[BEGIN Extracted material]

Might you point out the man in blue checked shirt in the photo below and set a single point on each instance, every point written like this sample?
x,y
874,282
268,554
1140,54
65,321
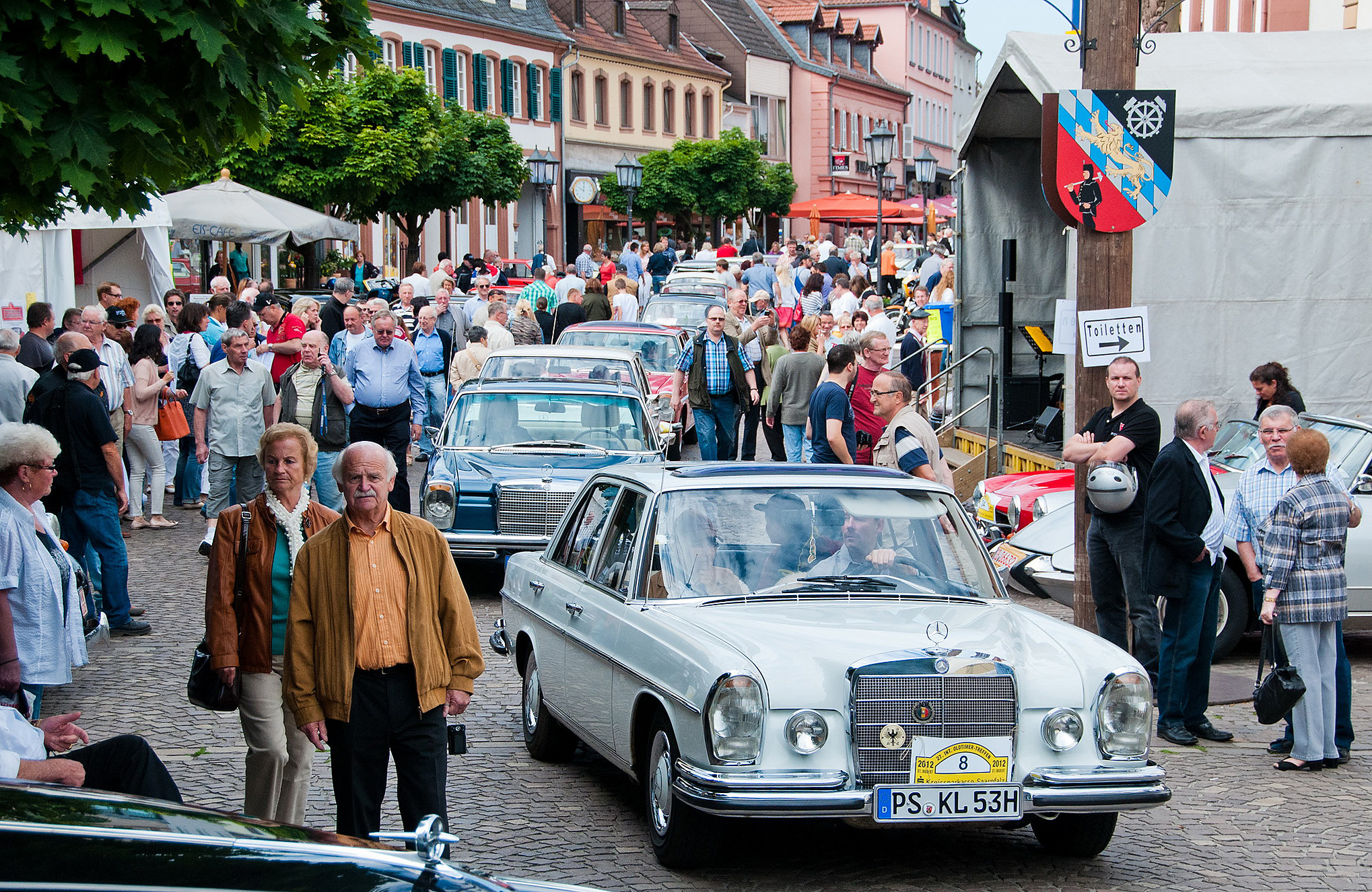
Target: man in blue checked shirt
x,y
1261,487
719,379
388,391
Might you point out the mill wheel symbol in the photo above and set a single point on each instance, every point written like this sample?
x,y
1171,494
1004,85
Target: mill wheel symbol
x,y
1144,117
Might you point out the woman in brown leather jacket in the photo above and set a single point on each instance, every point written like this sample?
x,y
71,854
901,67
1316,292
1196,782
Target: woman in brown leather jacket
x,y
247,640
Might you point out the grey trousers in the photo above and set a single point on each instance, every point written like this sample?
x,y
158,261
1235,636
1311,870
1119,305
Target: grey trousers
x,y
276,781
1312,650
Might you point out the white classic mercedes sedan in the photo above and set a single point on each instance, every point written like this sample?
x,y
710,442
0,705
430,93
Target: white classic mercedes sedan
x,y
796,641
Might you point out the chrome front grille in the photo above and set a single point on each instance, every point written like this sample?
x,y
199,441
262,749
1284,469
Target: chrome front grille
x,y
531,510
963,706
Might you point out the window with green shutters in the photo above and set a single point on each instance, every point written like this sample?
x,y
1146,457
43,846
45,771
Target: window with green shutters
x,y
507,87
481,76
555,95
535,91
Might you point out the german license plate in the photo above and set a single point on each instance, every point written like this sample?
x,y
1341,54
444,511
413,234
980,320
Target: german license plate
x,y
1007,556
949,802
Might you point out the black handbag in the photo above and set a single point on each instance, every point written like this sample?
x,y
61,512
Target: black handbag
x,y
1282,689
205,688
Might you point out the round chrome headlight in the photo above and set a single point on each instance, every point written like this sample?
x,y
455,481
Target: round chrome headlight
x,y
1124,716
1062,729
806,732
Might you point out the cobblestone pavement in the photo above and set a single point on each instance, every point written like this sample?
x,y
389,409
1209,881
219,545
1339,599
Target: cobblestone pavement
x,y
1234,823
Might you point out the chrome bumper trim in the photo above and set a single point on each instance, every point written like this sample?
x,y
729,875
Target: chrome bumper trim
x,y
763,780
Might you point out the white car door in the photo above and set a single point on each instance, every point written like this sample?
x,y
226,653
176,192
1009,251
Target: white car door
x,y
586,617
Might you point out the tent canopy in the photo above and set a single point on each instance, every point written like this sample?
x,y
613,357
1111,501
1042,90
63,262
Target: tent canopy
x,y
230,211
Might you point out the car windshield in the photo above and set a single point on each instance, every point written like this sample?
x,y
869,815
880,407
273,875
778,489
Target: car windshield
x,y
585,368
658,350
737,541
567,420
681,313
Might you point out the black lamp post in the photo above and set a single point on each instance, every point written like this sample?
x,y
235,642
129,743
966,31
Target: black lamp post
x,y
926,169
881,146
543,174
630,174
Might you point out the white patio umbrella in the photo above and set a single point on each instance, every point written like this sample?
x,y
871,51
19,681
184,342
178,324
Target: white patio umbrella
x,y
230,211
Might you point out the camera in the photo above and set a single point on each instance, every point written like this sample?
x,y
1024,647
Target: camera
x,y
457,740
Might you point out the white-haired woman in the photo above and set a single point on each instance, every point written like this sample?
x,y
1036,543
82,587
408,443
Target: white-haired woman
x,y
40,611
247,641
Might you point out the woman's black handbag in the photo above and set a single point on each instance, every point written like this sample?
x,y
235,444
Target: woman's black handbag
x,y
1282,689
205,688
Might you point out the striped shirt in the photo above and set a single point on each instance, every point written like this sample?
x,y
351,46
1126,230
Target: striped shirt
x,y
1305,543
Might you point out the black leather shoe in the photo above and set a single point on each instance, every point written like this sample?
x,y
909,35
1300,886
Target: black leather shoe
x,y
1209,732
1177,734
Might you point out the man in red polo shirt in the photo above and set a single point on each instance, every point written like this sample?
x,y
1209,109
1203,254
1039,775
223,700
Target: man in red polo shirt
x,y
283,338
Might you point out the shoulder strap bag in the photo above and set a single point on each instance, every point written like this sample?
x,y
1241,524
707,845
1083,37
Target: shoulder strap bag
x,y
1282,689
205,688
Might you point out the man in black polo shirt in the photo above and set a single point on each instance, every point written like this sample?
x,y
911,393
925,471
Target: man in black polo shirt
x,y
90,483
1126,432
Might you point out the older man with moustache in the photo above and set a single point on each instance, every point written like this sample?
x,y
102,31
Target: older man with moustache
x,y
380,646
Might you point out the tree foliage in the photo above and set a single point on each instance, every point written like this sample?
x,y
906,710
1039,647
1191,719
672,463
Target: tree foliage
x,y
722,179
382,143
103,102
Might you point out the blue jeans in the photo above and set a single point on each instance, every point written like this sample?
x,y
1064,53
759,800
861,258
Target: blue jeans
x,y
716,427
94,519
1187,648
436,397
326,487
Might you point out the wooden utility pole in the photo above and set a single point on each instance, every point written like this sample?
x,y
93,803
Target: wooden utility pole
x,y
1105,260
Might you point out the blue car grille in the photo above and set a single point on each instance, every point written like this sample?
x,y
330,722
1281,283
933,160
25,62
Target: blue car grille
x,y
962,706
531,510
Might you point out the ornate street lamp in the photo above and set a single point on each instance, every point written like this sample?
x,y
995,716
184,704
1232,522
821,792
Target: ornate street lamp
x,y
926,170
630,176
881,146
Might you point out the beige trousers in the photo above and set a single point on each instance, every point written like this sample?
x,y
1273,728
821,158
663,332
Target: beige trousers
x,y
276,782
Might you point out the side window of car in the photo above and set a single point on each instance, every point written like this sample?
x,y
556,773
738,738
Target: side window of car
x,y
614,560
585,531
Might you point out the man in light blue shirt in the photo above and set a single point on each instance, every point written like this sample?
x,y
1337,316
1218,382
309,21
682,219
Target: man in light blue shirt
x,y
388,394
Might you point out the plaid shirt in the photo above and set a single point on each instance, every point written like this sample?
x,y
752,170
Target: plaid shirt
x,y
1304,544
716,364
1250,507
535,290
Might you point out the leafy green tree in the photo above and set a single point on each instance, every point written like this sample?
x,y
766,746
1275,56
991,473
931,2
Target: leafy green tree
x,y
722,179
107,100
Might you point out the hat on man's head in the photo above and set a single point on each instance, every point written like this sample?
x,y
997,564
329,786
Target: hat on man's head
x,y
84,362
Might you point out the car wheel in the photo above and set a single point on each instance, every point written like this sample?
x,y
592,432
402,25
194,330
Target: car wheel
x,y
545,737
1074,835
681,835
1235,605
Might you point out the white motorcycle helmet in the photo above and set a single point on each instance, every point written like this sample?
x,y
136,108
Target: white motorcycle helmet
x,y
1111,486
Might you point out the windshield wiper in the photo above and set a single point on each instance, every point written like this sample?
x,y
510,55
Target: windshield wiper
x,y
552,444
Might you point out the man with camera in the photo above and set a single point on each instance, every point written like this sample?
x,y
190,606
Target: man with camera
x,y
1127,433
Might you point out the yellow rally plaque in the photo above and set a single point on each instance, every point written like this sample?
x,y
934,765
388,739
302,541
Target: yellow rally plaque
x,y
962,763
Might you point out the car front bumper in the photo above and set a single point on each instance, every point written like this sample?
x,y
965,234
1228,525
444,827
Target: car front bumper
x,y
491,545
826,794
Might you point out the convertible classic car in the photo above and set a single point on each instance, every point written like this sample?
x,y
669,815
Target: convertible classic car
x,y
800,641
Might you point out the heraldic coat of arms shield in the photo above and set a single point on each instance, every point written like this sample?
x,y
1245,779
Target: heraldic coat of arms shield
x,y
1107,156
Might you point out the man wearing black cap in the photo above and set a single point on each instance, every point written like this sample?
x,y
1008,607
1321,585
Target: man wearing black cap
x,y
283,338
90,483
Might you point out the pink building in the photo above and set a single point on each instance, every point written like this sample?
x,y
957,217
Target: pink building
x,y
836,87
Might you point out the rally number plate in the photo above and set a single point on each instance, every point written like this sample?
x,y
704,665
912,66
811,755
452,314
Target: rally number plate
x,y
949,802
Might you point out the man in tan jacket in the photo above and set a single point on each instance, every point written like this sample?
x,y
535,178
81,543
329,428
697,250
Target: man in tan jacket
x,y
380,646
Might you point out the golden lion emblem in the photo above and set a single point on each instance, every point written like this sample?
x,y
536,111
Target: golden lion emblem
x,y
1109,137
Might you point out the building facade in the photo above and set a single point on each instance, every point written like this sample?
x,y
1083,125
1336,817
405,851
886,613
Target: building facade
x,y
497,58
634,81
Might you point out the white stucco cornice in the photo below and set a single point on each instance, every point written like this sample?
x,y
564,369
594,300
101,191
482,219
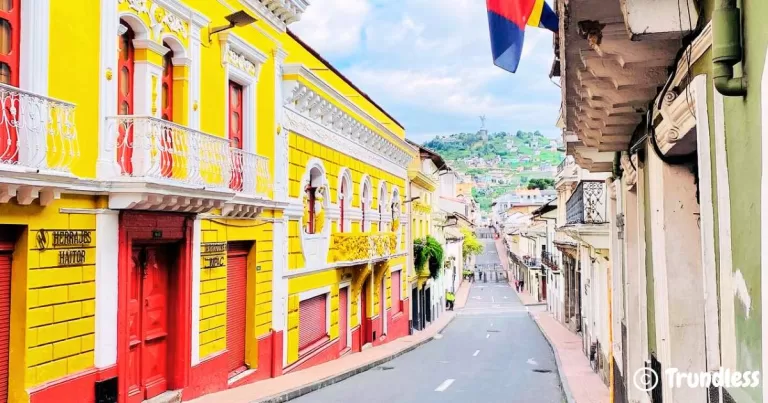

[END Extracted material]

Reproduce the lines from the one containing "Might you point out the golden" through the last line, requests included, and increase each x and y coordinate in the answer points by 121. Leave the coordinates in the requests and their format samples unchanged, and omit the pictures.

Might you point out the golden lion emblem in the photo above and set a single point on each instance, every point written like this sample?
x,y
536,111
Target: golden lion emblem
x,y
1230,258
Might you point out the building facade in the photo above and set a single point on each instance, every point written like this sample?
x,y
1083,125
1336,817
405,851
886,613
Target: building facade
x,y
618,179
755,202
Might you point out the white stucco cornice in the photo below and set a single point on each instance, every point written like this sample?
x,y
564,369
594,300
101,191
482,219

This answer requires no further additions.